-- DOCUMENT start --

Background information
- Origin: Portland, Oregon (US)
- Genres: Indie rock
- Years active: 1991–2000
- Labels: IMP Records, Sub Pop, Merge
- Past members: Rebecca Gates Scott Plouf

= The Spinanes =

American indie rock band

The Spinanes were an American indie rock band, primarily active during the 1990s. The band was founded by and initially consisted only of singer-songwriter/guitarist Rebecca Gates and drummer Scott Plouf. They released three albums on the Sub Pop label before Gates retired the name in 2001 and began releasing music as a solo artist; Plouf began playing with Built to Spill in 1996 and left The Spinanes shortly thereafter to become their permanent drummer.

-- DOCUMENT end --
-- GIVEN DATA start --

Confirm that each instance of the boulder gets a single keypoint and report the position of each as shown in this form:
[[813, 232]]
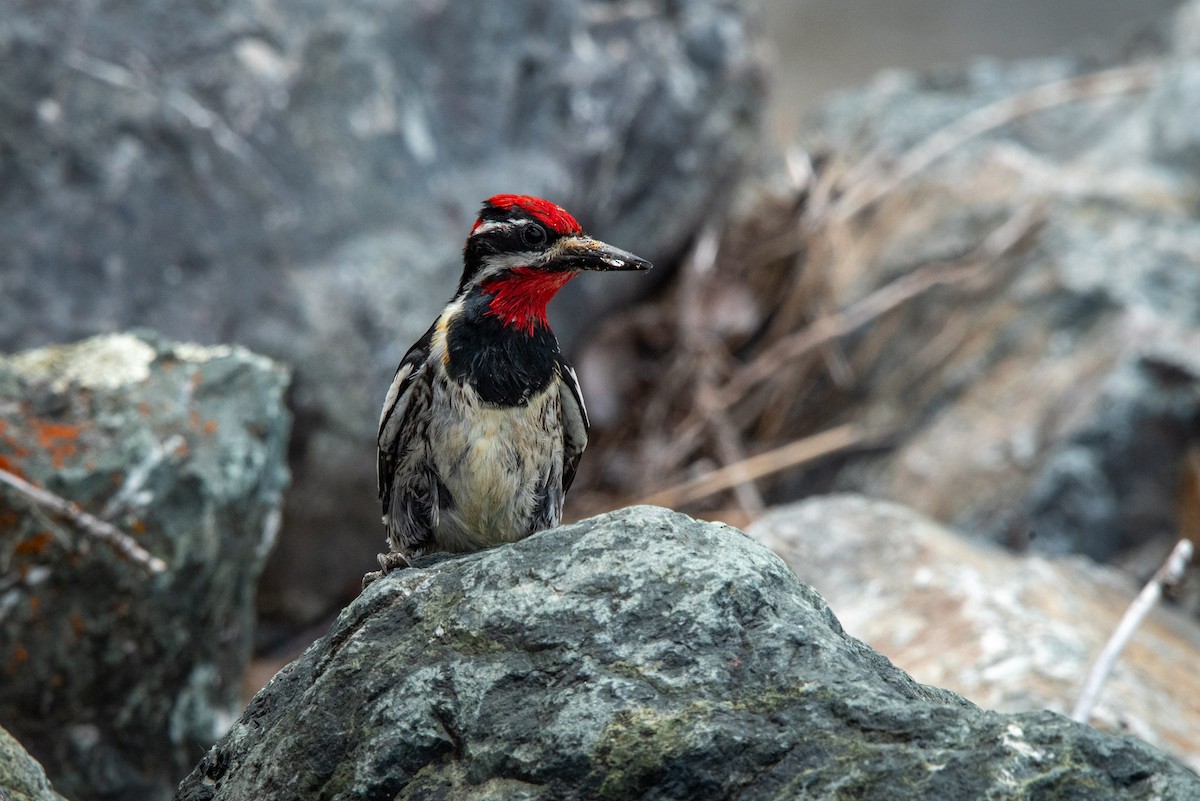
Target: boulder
[[1045, 393], [646, 655], [21, 777], [299, 178], [117, 678], [1009, 632]]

-- GIVEN DATA end --

__PROBLEM TO SOLVE__: Reproduce the entire page about The Spinanes word for word. You can set the listing aside; it isn't needed here.

__FINISHED ANSWER__:
Background information
- Origin: Portland, Oregon (US)
- Genres: Indie rock
- Years active: 1991–2000
- Labels: IMP Records, Sub Pop, Merge
- Past members: Rebecca Gates Scott Plouf

= The Spinanes =

American indie rock band

The Spinanes were an American indie rock band, primarily active during the 1990s. The band was founded by and initially consisted only of singer-songwriter/guitarist Rebecca Gates and drummer Scott Plouf. They released three albums on the Sub Pop label before Gates retired the name in 2001 and began releasing music as a solo artist; Plouf began playing with Built to Spill in 1996 and left The Spinanes shortly thereafter to become their permanent drummer.